» **Records shown**:
>>>
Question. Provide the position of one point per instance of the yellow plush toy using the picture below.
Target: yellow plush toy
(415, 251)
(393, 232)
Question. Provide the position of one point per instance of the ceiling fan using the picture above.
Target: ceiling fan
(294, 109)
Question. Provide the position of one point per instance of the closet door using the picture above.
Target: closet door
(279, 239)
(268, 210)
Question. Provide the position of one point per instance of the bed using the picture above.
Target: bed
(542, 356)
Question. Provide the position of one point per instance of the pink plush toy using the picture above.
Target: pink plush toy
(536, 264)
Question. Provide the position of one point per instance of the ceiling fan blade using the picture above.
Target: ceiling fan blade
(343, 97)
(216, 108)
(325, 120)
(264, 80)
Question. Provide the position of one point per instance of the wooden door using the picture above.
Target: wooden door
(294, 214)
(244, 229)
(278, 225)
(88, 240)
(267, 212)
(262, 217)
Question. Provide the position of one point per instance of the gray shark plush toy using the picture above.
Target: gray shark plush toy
<<<
» **Exercise instructions**: Take from the material every line that holds "gray".

» **Solution to the problem**:
Question. Provide the position of one point per instance of the gray shark plush toy using the picture above.
Target: gray shark plush toy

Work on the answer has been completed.